Data excerpts

=-=-=

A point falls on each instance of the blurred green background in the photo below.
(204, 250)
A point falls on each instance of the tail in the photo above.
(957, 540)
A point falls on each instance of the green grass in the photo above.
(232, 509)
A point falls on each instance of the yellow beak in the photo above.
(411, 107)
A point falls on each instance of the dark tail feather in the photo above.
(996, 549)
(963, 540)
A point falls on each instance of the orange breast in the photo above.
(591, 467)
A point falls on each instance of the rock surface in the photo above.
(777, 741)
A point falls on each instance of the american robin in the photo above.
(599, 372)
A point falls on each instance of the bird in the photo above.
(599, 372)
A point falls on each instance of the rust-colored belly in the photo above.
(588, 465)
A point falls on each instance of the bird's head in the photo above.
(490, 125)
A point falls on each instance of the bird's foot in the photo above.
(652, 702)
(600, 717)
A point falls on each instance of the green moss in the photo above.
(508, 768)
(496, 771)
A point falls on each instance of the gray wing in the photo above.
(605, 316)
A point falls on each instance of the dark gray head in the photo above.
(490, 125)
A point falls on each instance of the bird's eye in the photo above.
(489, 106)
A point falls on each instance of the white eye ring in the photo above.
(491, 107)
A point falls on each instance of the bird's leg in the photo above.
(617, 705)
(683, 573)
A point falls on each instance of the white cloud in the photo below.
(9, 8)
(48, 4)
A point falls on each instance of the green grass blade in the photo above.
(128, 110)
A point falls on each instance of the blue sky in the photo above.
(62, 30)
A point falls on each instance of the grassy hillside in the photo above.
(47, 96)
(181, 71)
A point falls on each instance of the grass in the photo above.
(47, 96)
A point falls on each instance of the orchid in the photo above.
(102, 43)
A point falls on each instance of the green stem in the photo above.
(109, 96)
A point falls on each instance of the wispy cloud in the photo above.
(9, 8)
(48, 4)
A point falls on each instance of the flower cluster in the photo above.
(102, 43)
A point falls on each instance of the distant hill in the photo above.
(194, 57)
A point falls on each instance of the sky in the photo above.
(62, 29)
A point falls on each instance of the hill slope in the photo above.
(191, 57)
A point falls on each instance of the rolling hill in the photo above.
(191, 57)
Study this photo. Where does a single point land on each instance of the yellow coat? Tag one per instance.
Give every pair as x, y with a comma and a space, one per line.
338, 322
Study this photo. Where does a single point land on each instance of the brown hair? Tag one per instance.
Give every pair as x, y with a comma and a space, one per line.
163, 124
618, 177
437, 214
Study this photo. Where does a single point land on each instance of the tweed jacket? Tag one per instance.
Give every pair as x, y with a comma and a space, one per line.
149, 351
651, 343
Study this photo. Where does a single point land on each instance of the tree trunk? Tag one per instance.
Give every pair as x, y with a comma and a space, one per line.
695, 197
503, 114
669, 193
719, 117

=-=-=

Task description
Given the records above, return exactly the lines starting at the line containing "A point falls on each instance of the grassy" and ending at the line containing "trunk? Tag one per instance.", including both.

Written response
A point falls on each instance of the grassy hillside in the photo above.
(47, 96)
(181, 71)
A point falls on each instance of the grass in the photo above.
(47, 96)
A point falls on each instance of the orchid in the photo above.
(102, 43)
A point falls on each instance of the green stem in the photo above.
(109, 96)
A point falls on each instance of the wispy cloud in the photo above.
(9, 8)
(48, 4)
A point falls on each instance of the flower cluster in the photo above.
(102, 43)
A point falls on each instance of the distant hill in the photo above.
(194, 57)
A point falls on each instance of the sky in the photo above.
(62, 29)
A point falls on each instance of the hill slope in the photo above.
(191, 57)
A point falls on each instance of the rolling hill in the photo above.
(191, 57)
Study this photo. Where does a single point land on each instance of the yellow coat? Tag one per instance.
Give every pair as x, y with a comma and a space, one per line.
338, 322
Study this photo. Where does a single point land on each instance of the brown hair? Tag one per instance.
Give every pair as x, y with a comma and a space, one per line.
163, 124
618, 177
437, 214
Study this photo. Where does a single point land on each instance of the tweed jacket? Tag one per instance.
Give every pair as x, y with a comma and a space, one per line.
149, 351
651, 343
Study this photo. Where does a single point land on each instance of the tree trunk? Tag one per instance.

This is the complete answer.